▶ **Referring expression data**
*** Block opens ***
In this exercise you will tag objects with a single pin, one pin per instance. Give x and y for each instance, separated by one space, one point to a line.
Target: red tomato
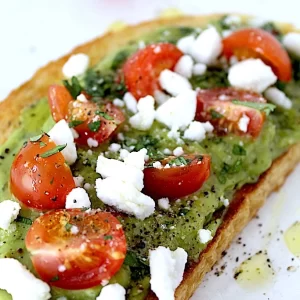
225 115
142 69
41 183
177 181
76 257
95 122
59 98
254 42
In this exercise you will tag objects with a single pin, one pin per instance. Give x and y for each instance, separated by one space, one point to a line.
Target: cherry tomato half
41 183
254 42
142 69
177 181
215 105
74 249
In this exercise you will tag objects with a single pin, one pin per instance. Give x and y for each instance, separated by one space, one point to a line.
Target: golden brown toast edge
247 201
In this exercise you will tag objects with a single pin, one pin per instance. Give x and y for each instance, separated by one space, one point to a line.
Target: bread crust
246 202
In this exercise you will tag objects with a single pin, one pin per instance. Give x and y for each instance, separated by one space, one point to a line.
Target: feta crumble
184 66
9 211
251 74
78 198
76 65
144 118
166 269
278 97
291 41
173 83
207 47
20 283
112 291
164 203
204 236
61 134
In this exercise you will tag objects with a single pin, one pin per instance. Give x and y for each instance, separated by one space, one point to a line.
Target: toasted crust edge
246 202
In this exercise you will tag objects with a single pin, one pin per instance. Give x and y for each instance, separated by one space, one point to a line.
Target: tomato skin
59 99
255 42
177 181
86 113
142 69
209 100
76 261
40 183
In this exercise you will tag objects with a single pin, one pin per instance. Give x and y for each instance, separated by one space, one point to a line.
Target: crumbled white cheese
184 66
118 102
130 102
278 97
160 97
92 143
76 65
20 283
78 181
112 292
78 198
186 43
9 211
178 151
251 74
61 134
291 41
204 236
125 197
199 69
207 47
173 83
166 269
114 147
118 169
164 203
179 112
243 123
144 118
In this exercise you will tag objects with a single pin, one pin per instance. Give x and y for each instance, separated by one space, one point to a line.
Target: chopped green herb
104 115
238 150
73 87
267 108
94 126
53 151
215 114
36 138
75 123
24 220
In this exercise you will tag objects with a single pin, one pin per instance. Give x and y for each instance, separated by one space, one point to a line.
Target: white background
33 32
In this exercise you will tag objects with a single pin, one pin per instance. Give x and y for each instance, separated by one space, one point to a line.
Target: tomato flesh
59 99
224 115
98 123
74 249
142 69
37 182
177 181
258 43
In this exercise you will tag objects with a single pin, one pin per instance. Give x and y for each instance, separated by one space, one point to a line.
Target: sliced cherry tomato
215 105
59 98
74 249
176 181
41 183
142 69
254 42
95 122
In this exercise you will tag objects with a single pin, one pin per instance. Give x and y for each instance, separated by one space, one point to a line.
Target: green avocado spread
235 161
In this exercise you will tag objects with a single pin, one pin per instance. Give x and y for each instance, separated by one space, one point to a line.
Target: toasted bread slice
246 202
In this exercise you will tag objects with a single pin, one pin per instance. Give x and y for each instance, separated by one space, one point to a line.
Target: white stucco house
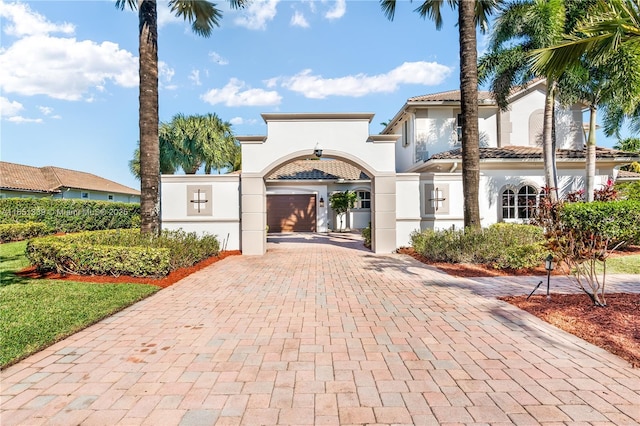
408 177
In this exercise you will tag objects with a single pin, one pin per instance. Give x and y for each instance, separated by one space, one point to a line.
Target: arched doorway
344 137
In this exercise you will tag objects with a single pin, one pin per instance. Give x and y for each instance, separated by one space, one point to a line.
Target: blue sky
68 72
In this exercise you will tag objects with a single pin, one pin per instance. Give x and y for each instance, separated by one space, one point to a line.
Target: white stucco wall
407 207
225 198
436 132
344 137
493 183
405 151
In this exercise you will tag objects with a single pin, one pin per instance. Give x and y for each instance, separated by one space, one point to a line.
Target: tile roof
317 170
53 179
627 175
531 152
451 95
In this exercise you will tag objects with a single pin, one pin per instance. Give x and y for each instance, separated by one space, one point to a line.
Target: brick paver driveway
320 334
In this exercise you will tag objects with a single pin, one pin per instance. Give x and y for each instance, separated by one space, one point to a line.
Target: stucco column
254 215
384 214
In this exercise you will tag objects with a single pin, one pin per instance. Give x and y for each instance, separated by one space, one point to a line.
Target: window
508 204
364 200
405 134
527 201
520 203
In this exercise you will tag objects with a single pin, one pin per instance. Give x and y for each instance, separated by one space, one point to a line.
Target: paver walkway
*** Block closes ***
▶ **ASSIGNMENT**
Leave the images aside and transcribe all entries exactly.

▶ **RESPONSE BOX**
In this exercise you will tag objects with a single pin, one pin per instance. Give x and y for each instance, separated by one space, one point to a line.
Target: red tomato
225 115
142 69
41 183
177 181
76 257
95 122
59 98
254 42
In this exercise you will tag objects with a single pin, one pin per instance. Give x and y for each instance, separated by one space, one point to a line.
Target: cherry tomato half
41 183
254 42
142 69
177 181
215 105
74 249
In this exercise you will tag objects with a single pin, one pin per instance. Give x and y for each instance, separated by one space, one point to a line.
Target: golden brown toast edge
247 201
In this exercise you will tag objects with a single pin, one pin per instance. Give x and y for each instance, separated by one space, one point to a line.
Target: bread crust
246 202
In this exercise you will tag objects with a single pin, one pin per instance. Give x and y for each instance, separated by one space, one point to a line.
Target: feta crumble
184 66
9 211
251 74
78 198
76 65
144 118
166 269
278 97
291 41
173 83
207 47
20 283
112 291
164 203
204 236
61 134
In this exercise you will tag objects with a single pin, one pin per instance. Give x and y for each instance, separated by one space, one point to a line.
Target: toasted crust edge
246 202
In this exercise you will tag objects with a single pin, one pin per instance. Give x and y for each instance, separated by one space, one point to a line.
Target: tomato skin
59 99
255 42
177 181
86 113
142 69
209 100
76 261
40 183
In this exercise you will tag objects with a single pin, one pin per instance. Give x and y for each instance, separated by one space, one point to a line.
Target: crumbled white cheese
184 66
118 102
130 102
278 97
160 97
92 143
76 65
20 283
78 181
112 292
78 198
186 43
9 211
178 151
251 74
61 134
291 41
204 236
125 197
199 69
207 47
173 83
166 269
114 147
118 169
164 203
179 112
243 123
144 118
In this exercise you will tag objects with a single pin, one pin per instance. Give x and y for each instance, separated by one space, one point to a line.
Target: chopped green herb
104 115
238 150
73 87
267 108
94 126
53 151
215 114
36 138
75 123
24 220
In this exercise you will tag objects with a single pin, one pin per instance. Give x and y for each instance, separated by one space, one point to a line.
Target: white background
33 32
In this exercise you will tag objects with a single pin, one pin per instance. Give x and y for each instance, separated by one space, one point to a line.
Target: tomato flesh
59 99
224 115
98 123
74 249
142 69
37 182
177 181
258 43
In this exercise you will tag objects with a single pin, one pin per instance. Give x and y for each instance, separated by one space, one point to a line.
Target: sliced cherry tomato
215 105
59 98
74 249
176 181
41 183
142 69
254 42
95 122
In this exercise you will tag objects with a single pin, one pin per instance. Give x and y for each instance, separated by one space, one point to a line.
Target: green avocado spread
235 161
In this exercise you will tag objects with a single pin, one pin per instance. Give x and y for each instance, separated by one space, one point to a line.
Target: toasted bread slice
246 202
In this exercise you will tag objects with a single pin, one pin per instance. Give x and y for each instance, separated by one space, one point to a line.
Target: white stucco house
408 177
In this exercise you will tag objects with a single pin, one pin per instance. Give x and y for each instance, separated by one space, one point to a line.
Target: arched doorway
344 137
In this exercise you will tag objects with a single pin, one pin per instance. Give x and y for each instance, separated by one space, one point to a line.
Target: blue sky
68 72
In this exercise you will tag objects with a single pin, one pin per instance. Give x and y for each instance, separated by one space, one point to a line.
Target: white stucco wall
407 207
225 198
436 132
344 137
493 183
405 151
In this exercise you will tag objects with a single pin, one pin per instance. Give x and y for each instance, separated by one space, one point to a line.
Target: tile roof
317 170
53 179
627 175
531 152
451 95
In this exercise you will tag objects with a single pin, one pin per instance. Give x and y for each instance, separated by one space, one point to a line.
Target: brick paver driveway
320 334
In this exercise you will tag objects with a single pin, one pin per instance. Give x and y for each instance, separated by one space, one point to a line.
Target: stucco column
254 215
384 214
In this exercise you will tag objects with a single pin, one pin per instance. Give x and y for each instance, separated by one space, one point to a line.
Target: window
508 204
364 200
405 134
527 201
520 203
In this exercise you will tag objects with a single pin, one pin per instance. Give x and y for each instance, separated by one space, one point to a line.
Target: paver walkway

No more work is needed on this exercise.